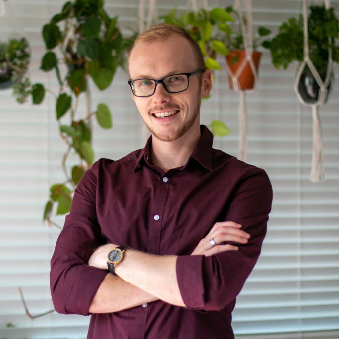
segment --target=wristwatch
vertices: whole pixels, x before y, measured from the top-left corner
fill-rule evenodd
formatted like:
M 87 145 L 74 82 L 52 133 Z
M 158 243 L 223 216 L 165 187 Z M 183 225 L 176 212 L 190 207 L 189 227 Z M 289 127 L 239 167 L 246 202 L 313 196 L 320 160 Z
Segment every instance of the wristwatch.
M 124 247 L 122 246 L 118 246 L 108 254 L 107 260 L 107 268 L 111 274 L 116 275 L 115 273 L 115 266 L 123 259 L 123 252 L 125 251 Z

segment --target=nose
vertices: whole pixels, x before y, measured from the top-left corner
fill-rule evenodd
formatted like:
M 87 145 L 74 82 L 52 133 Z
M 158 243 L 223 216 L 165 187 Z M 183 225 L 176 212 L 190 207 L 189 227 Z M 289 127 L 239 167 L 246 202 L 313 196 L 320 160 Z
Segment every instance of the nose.
M 155 91 L 152 96 L 152 98 L 155 103 L 168 102 L 170 100 L 170 93 L 165 89 L 163 83 L 158 82 L 156 85 Z

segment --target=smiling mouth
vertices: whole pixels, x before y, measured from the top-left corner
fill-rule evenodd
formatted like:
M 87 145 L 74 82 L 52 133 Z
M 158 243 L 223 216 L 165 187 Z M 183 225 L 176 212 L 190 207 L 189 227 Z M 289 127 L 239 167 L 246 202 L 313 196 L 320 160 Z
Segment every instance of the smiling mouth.
M 156 117 L 158 118 L 158 119 L 165 119 L 169 116 L 175 115 L 176 114 L 177 114 L 177 113 L 178 113 L 178 110 L 169 111 L 166 112 L 157 112 L 157 113 L 154 113 L 152 115 L 153 115 L 153 116 L 155 116 Z

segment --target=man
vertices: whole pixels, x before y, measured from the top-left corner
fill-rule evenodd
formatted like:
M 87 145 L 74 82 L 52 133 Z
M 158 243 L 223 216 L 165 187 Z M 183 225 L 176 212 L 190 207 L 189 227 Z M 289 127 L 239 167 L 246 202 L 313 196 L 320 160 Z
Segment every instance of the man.
M 235 298 L 265 235 L 269 180 L 212 148 L 199 124 L 211 74 L 184 30 L 146 31 L 128 66 L 152 136 L 142 150 L 96 162 L 78 185 L 52 260 L 55 307 L 91 314 L 88 338 L 233 338 Z

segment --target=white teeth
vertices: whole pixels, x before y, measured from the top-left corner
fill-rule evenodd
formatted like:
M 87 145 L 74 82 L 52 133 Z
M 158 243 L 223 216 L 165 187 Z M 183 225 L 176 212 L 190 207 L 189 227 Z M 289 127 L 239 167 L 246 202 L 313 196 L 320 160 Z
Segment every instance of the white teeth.
M 166 116 L 170 116 L 171 115 L 174 115 L 176 114 L 178 111 L 171 111 L 170 112 L 159 112 L 158 113 L 155 113 L 154 115 L 157 118 L 163 118 Z

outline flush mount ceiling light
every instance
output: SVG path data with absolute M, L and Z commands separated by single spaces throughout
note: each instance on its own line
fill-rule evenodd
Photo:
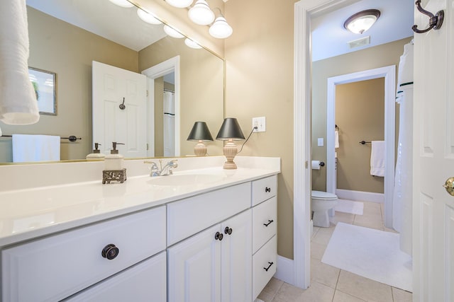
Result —
M 197 0 L 187 13 L 192 22 L 200 25 L 207 25 L 214 21 L 214 13 L 205 0 Z
M 133 7 L 134 6 L 134 4 L 133 4 L 132 3 L 129 2 L 127 0 L 109 0 L 111 2 L 112 2 L 114 4 L 116 4 L 118 6 L 121 6 L 121 7 Z
M 167 25 L 164 25 L 164 31 L 172 37 L 176 37 L 177 39 L 181 39 L 184 37 L 178 30 L 172 28 Z
M 183 8 L 190 6 L 194 0 L 165 0 L 165 1 L 172 6 Z
M 356 13 L 348 18 L 343 27 L 353 33 L 362 33 L 367 30 L 380 16 L 378 9 L 367 9 Z
M 147 23 L 155 25 L 162 23 L 162 22 L 157 20 L 153 15 L 148 13 L 140 8 L 137 8 L 137 14 L 143 21 L 146 22 Z
M 216 18 L 216 21 L 213 25 L 210 26 L 210 29 L 208 31 L 210 35 L 214 37 L 217 37 L 218 39 L 225 39 L 230 37 L 233 32 L 233 30 L 231 26 L 228 25 L 224 16 L 222 16 L 221 9 L 219 9 L 219 12 L 220 16 Z

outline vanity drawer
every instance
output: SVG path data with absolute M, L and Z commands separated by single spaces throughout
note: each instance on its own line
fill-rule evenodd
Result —
M 277 207 L 274 197 L 253 208 L 253 254 L 276 234 Z
M 162 252 L 64 301 L 165 302 L 166 266 Z
M 167 204 L 167 245 L 250 207 L 250 182 Z
M 101 255 L 109 244 L 118 256 Z M 165 249 L 160 207 L 7 248 L 3 301 L 57 301 Z
M 277 178 L 270 176 L 253 182 L 253 207 L 264 202 L 277 193 Z
M 253 256 L 253 301 L 276 273 L 277 255 L 277 239 L 273 236 Z

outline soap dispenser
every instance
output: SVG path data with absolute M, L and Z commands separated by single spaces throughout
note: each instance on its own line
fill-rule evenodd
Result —
M 121 154 L 118 153 L 116 149 L 116 145 L 124 145 L 123 143 L 112 142 L 112 150 L 111 153 L 106 156 L 104 158 L 105 170 L 109 171 L 120 170 L 123 168 L 124 158 Z
M 85 156 L 86 159 L 92 161 L 103 161 L 104 159 L 106 156 L 101 153 L 101 150 L 98 149 L 98 146 L 101 146 L 101 144 L 94 143 L 94 149 L 93 149 L 93 153 Z

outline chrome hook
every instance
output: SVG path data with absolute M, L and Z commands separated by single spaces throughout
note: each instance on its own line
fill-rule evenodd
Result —
M 425 30 L 419 30 L 418 25 L 414 25 L 411 26 L 411 29 L 413 30 L 414 32 L 416 33 L 427 33 L 432 28 L 436 30 L 439 30 L 441 28 L 441 25 L 443 24 L 443 21 L 445 18 L 445 12 L 443 10 L 438 11 L 437 13 L 435 16 L 433 16 L 432 13 L 431 13 L 430 11 L 426 11 L 424 8 L 423 8 L 421 6 L 421 0 L 416 0 L 416 2 L 415 3 L 415 4 L 417 6 L 418 11 L 419 11 L 421 13 L 423 13 L 424 15 L 428 16 L 430 18 L 430 19 L 428 22 L 428 28 L 426 28 Z

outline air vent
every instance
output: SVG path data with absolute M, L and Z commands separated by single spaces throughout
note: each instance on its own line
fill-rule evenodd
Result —
M 351 48 L 360 47 L 370 44 L 370 36 L 362 37 L 361 39 L 354 40 L 347 42 L 348 47 Z

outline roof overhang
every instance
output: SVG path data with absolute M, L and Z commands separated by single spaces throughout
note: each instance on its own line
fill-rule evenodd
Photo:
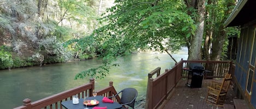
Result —
M 224 23 L 225 27 L 241 25 L 256 18 L 256 0 L 240 0 Z

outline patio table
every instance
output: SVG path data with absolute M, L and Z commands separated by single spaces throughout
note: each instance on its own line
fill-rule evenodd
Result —
M 105 102 L 102 101 L 102 99 L 103 99 L 103 96 L 97 95 L 95 97 L 90 97 L 86 98 L 86 100 L 94 100 L 96 99 L 97 101 L 99 101 L 99 104 L 93 105 L 93 106 L 88 106 L 87 105 L 87 108 L 89 109 L 92 109 L 95 106 L 98 107 L 107 107 L 108 109 L 115 109 L 115 108 L 120 108 L 122 107 L 122 105 L 114 102 L 114 103 Z M 64 106 L 65 108 L 68 109 L 84 109 L 86 106 L 84 104 L 84 98 L 79 99 L 79 104 L 74 105 L 72 103 L 72 100 L 65 101 L 61 102 L 61 105 Z

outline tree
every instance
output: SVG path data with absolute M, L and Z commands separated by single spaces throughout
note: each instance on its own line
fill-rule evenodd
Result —
M 195 25 L 187 10 L 183 1 L 116 1 L 100 19 L 103 25 L 93 34 L 98 56 L 110 66 L 116 57 L 133 51 L 178 49 L 194 35 Z M 102 69 L 90 69 L 76 78 L 98 77 L 100 72 L 93 72 L 108 70 Z
M 69 59 L 70 51 L 62 43 L 91 34 L 98 17 L 93 0 L 0 2 L 0 45 L 10 46 L 19 57 L 38 58 L 33 60 L 45 63 Z
M 207 60 L 220 60 L 222 56 L 227 34 L 232 32 L 225 28 L 224 23 L 234 9 L 235 3 L 234 0 L 208 1 L 203 48 L 204 55 Z

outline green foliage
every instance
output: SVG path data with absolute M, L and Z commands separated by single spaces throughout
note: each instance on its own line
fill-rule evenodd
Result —
M 57 41 L 55 36 L 42 40 L 39 44 L 41 50 L 39 52 L 46 54 L 45 57 L 48 57 L 48 54 L 50 54 L 50 56 L 53 56 L 56 58 L 56 60 L 54 60 L 56 62 L 66 62 L 71 57 L 70 53 L 63 47 L 62 43 Z
M 73 52 L 79 52 L 80 59 L 87 59 L 96 56 L 94 39 L 92 36 L 85 36 L 80 39 L 71 39 L 64 43 L 64 47 L 74 48 Z
M 0 69 L 10 68 L 13 65 L 13 61 L 11 59 L 11 54 L 6 52 L 6 47 L 2 46 L 0 47 Z

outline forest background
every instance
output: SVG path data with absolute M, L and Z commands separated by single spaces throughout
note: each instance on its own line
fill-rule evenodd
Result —
M 100 78 L 118 65 L 112 62 L 117 57 L 133 52 L 165 52 L 171 57 L 186 46 L 189 60 L 227 60 L 227 38 L 239 37 L 238 27 L 223 25 L 235 0 L 0 3 L 1 69 L 98 57 L 102 66 L 76 78 Z

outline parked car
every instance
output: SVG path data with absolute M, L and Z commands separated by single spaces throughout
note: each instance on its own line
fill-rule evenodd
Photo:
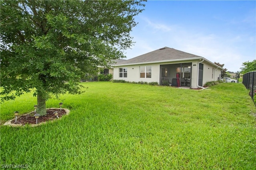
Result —
M 221 79 L 224 82 L 227 82 L 227 83 L 237 83 L 237 80 L 235 79 L 232 79 L 230 78 L 229 78 L 228 77 L 224 77 L 223 79 Z

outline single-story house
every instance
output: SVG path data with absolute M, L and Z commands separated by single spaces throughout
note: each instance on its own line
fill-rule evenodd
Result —
M 191 88 L 220 80 L 223 69 L 202 57 L 168 47 L 116 62 L 114 80 Z

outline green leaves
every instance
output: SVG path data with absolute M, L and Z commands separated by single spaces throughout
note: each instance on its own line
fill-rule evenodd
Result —
M 256 70 L 256 60 L 254 60 L 252 61 L 246 61 L 243 63 L 243 67 L 240 69 L 241 70 L 241 72 L 242 74 L 245 74 L 250 71 Z
M 141 1 L 0 3 L 4 100 L 34 88 L 45 96 L 80 92 L 82 72 L 124 57 L 122 50 L 133 43 L 134 17 L 144 6 Z

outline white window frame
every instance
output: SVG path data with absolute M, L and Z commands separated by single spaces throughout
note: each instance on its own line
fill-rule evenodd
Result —
M 144 67 L 144 71 L 141 71 L 141 68 L 142 67 Z M 150 68 L 147 70 L 147 67 L 150 67 Z M 148 70 L 150 70 L 149 71 Z M 141 73 L 144 73 L 144 77 L 142 77 Z M 148 73 L 148 75 L 149 74 L 150 75 L 150 77 L 148 77 L 147 76 L 147 73 Z M 151 78 L 152 77 L 152 66 L 140 66 L 140 78 Z
M 120 71 L 120 69 L 122 69 L 122 71 Z M 127 67 L 119 67 L 119 78 L 127 78 Z M 126 71 L 125 70 L 126 70 Z M 122 76 L 120 76 L 120 74 L 122 74 Z M 126 74 L 126 77 L 124 76 Z

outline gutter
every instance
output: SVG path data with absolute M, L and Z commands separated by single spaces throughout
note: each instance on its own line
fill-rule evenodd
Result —
M 198 85 L 198 78 L 199 77 L 199 64 L 200 64 L 202 62 L 204 62 L 204 59 L 203 59 L 203 60 L 197 63 L 197 81 L 196 81 L 196 85 L 197 87 L 202 88 L 203 89 L 204 89 L 205 88 L 203 87 L 201 87 Z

============================================================

INSTRUCTION =>
Turn the data from the line containing "outline tree" up to and including the line containing "M 207 60 L 220" into a numbered list, one item per line, skipping any blank lines.

PROBLEM SOLUTION =>
1. outline tree
2. every instance
3. output: SVG path data with absolute M, L and Z commands separated by single spaces throughout
4. note: each instance on its own line
5. fill-rule evenodd
6. Result —
7. M 195 25 L 187 10 L 183 1 L 116 1 L 100 19 L 103 25 L 93 34 L 98 56 L 110 66 L 116 57 L 133 51 L 178 49 L 194 35 Z M 102 69 L 90 69 L 76 78 L 98 77 L 100 72 L 93 72 L 108 70 Z
8. M 69 59 L 70 51 L 62 43 L 91 34 L 98 17 L 93 0 L 0 2 L 0 45 L 10 46 L 19 57 L 38 58 L 33 60 L 45 63 Z
9. M 207 60 L 220 60 L 222 56 L 227 34 L 232 32 L 225 28 L 224 23 L 234 9 L 235 3 L 234 0 L 208 1 L 203 48 L 204 55 Z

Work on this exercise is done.